Reproduce the material from the line with "Please find every wooden plank in" to the line with "20;461;1344;557", both included, keeping each request unchanged. Multiply every bounding box coordinate in the answers by 1.3 and round to whole numbers, with halves rounded up, but leave the numbers in the requests and their sample lines unchanged.

*-*-*

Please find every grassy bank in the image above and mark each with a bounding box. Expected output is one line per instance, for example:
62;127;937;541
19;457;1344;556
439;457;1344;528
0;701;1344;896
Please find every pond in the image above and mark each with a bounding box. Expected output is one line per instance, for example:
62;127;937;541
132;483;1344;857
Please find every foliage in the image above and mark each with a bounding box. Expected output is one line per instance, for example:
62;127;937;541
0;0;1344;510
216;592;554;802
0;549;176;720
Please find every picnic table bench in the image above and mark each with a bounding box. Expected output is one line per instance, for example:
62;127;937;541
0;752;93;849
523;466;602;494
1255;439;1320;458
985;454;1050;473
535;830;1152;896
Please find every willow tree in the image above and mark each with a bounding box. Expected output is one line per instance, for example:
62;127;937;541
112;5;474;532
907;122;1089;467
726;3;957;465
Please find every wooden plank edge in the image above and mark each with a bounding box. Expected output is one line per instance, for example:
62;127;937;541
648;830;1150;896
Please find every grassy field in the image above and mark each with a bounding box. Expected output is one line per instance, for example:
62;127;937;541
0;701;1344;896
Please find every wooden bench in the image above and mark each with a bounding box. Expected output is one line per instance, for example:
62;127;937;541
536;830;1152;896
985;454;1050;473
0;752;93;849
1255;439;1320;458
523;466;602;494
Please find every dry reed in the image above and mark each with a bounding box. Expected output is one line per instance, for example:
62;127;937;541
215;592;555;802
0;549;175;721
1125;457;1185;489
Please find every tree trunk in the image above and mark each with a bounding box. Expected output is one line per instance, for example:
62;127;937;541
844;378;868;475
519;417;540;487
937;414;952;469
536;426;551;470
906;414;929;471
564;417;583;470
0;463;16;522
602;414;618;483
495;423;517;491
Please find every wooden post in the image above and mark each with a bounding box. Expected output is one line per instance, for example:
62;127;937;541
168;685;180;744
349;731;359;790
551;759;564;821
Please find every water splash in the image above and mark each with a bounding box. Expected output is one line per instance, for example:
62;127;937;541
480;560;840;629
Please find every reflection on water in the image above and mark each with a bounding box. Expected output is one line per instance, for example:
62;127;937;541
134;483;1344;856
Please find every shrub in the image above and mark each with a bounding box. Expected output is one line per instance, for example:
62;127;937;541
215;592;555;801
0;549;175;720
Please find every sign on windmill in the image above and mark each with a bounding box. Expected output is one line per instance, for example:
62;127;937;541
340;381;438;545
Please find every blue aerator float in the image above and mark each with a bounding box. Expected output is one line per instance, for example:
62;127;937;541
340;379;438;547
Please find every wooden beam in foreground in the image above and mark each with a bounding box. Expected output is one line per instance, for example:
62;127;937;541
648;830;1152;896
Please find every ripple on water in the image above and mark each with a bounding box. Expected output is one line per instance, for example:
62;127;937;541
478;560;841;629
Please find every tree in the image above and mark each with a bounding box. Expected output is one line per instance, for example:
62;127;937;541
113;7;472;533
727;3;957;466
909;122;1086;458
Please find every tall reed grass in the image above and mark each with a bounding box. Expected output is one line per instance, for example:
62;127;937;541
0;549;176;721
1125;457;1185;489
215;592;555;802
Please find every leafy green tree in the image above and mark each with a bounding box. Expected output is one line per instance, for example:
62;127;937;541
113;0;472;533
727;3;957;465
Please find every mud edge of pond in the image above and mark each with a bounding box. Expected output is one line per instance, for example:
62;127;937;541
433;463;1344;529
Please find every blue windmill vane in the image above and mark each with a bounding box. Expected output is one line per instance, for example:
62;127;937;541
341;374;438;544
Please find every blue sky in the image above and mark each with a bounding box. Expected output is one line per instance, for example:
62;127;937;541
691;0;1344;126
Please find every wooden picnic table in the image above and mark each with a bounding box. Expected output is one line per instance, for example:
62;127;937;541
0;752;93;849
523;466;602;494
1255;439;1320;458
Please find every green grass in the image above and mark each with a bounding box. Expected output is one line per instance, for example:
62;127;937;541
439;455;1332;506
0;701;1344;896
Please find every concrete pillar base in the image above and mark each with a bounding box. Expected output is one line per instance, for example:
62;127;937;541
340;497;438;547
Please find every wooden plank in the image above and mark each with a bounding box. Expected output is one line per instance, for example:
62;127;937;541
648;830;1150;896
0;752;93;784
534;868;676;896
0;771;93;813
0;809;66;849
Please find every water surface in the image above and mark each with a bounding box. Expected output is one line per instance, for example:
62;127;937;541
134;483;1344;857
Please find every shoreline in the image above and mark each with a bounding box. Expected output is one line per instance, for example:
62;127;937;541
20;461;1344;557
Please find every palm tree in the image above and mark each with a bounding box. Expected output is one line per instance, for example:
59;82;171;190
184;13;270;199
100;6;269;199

*-*-*

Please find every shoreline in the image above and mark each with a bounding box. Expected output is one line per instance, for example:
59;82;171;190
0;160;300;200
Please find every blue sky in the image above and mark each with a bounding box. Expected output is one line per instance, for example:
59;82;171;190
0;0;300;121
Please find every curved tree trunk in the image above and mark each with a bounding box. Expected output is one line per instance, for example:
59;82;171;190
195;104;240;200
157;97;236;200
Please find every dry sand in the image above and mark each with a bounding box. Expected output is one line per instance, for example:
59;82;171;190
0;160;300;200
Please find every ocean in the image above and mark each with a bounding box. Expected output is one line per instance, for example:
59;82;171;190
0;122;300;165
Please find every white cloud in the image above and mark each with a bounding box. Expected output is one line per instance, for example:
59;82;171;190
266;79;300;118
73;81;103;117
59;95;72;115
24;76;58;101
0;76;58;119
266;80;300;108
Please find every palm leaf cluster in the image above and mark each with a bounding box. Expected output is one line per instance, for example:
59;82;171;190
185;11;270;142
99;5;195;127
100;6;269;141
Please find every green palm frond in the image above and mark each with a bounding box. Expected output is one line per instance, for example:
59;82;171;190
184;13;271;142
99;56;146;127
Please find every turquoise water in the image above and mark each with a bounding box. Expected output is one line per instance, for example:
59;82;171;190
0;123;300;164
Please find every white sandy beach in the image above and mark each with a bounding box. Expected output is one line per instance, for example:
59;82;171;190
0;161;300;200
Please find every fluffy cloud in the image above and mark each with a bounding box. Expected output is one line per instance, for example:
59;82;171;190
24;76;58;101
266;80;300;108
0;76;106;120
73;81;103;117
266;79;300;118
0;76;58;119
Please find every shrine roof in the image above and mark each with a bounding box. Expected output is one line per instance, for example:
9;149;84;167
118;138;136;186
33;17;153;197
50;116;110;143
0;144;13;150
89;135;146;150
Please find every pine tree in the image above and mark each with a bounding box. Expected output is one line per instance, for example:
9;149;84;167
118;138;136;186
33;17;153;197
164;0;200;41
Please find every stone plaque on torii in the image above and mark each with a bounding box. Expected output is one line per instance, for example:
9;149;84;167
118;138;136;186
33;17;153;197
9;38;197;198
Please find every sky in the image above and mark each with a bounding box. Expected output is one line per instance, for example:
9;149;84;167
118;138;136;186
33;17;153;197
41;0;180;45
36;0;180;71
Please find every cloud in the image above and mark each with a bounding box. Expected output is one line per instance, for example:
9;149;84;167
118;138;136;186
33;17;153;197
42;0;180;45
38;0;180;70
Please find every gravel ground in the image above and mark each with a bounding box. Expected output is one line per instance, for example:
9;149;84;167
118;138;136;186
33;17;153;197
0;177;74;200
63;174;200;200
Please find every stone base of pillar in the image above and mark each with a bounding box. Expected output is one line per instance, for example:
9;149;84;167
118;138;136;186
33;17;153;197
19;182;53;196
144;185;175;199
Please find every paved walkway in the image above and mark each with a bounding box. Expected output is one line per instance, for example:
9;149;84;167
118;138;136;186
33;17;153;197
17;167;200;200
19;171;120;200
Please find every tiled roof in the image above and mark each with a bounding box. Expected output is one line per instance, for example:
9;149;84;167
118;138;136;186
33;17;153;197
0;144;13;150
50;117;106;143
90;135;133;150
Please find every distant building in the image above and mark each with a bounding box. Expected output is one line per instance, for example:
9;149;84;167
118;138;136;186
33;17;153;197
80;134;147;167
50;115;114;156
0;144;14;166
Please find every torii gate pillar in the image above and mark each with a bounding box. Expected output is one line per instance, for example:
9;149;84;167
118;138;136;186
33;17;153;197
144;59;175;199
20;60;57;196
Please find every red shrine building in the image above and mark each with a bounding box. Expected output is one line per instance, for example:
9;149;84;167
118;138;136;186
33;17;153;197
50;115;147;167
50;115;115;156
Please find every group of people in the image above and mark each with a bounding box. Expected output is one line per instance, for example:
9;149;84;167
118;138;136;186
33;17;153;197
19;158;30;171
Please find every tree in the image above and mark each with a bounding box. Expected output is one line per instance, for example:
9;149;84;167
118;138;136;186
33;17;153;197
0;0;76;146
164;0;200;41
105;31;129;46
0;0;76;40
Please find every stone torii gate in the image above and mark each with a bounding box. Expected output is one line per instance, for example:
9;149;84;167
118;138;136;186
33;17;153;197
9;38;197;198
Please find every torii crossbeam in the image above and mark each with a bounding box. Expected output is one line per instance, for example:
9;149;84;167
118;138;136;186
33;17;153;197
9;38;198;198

*-*-*

WRITTEN ANSWER —
Please find every wooden plank in the image above and mark each with a bounding box. Expected output is one line per instance, for example:
62;127;937;541
842;1079;1495;1165
0;978;121;1019
694;1128;879;1165
0;1002;121;1057
0;1052;86;1104
Please find every water surface in the image above and mark each with a bounding box. Expected output is one line per instance, for example:
62;127;937;541
174;628;1747;1114
Please find every shoreline in the image above and mark each with a bounding box. Expected output is one line per instance, for example:
62;127;937;541
26;599;1747;724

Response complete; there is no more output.